== WHAT THE TASK ASKS ==
What is needed is an exact copy of the entries below, from the line that contains "Where can the office" through the final line, both included, and nothing else.

(Dataset rows)
>>>

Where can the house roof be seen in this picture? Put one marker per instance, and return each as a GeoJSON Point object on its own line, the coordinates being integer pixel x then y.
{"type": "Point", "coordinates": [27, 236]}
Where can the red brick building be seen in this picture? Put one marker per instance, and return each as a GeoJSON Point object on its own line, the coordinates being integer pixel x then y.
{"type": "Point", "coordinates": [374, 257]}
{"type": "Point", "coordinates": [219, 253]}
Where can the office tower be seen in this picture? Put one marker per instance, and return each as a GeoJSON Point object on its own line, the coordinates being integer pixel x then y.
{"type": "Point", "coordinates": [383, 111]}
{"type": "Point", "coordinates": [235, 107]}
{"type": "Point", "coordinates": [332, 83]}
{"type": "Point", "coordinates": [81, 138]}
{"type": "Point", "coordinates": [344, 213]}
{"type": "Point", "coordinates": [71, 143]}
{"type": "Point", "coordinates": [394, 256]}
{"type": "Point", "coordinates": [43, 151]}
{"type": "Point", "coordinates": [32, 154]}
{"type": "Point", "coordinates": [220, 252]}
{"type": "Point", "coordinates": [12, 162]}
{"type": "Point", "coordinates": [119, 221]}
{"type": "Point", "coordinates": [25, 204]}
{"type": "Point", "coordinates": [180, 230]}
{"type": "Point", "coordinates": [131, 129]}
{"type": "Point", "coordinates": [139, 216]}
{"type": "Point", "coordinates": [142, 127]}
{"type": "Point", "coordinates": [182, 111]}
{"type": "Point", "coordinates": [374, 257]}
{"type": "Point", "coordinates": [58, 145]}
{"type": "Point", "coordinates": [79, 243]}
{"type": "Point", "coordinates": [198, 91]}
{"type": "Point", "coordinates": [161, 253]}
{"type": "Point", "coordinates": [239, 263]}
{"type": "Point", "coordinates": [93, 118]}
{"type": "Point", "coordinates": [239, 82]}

<<<

== CORRECT OUTPUT ==
Where can the office tower be seen in this picture? Put one marker per instance, and return each as a GeoJSON Point object on its own line, the coordinates being integer pixel x then y.
{"type": "Point", "coordinates": [383, 111]}
{"type": "Point", "coordinates": [235, 107]}
{"type": "Point", "coordinates": [332, 83]}
{"type": "Point", "coordinates": [81, 138]}
{"type": "Point", "coordinates": [344, 213]}
{"type": "Point", "coordinates": [71, 143]}
{"type": "Point", "coordinates": [394, 256]}
{"type": "Point", "coordinates": [43, 151]}
{"type": "Point", "coordinates": [32, 154]}
{"type": "Point", "coordinates": [220, 252]}
{"type": "Point", "coordinates": [12, 162]}
{"type": "Point", "coordinates": [119, 221]}
{"type": "Point", "coordinates": [25, 204]}
{"type": "Point", "coordinates": [180, 230]}
{"type": "Point", "coordinates": [131, 129]}
{"type": "Point", "coordinates": [139, 216]}
{"type": "Point", "coordinates": [142, 127]}
{"type": "Point", "coordinates": [182, 111]}
{"type": "Point", "coordinates": [374, 257]}
{"type": "Point", "coordinates": [58, 145]}
{"type": "Point", "coordinates": [79, 243]}
{"type": "Point", "coordinates": [198, 91]}
{"type": "Point", "coordinates": [161, 253]}
{"type": "Point", "coordinates": [239, 263]}
{"type": "Point", "coordinates": [93, 118]}
{"type": "Point", "coordinates": [239, 82]}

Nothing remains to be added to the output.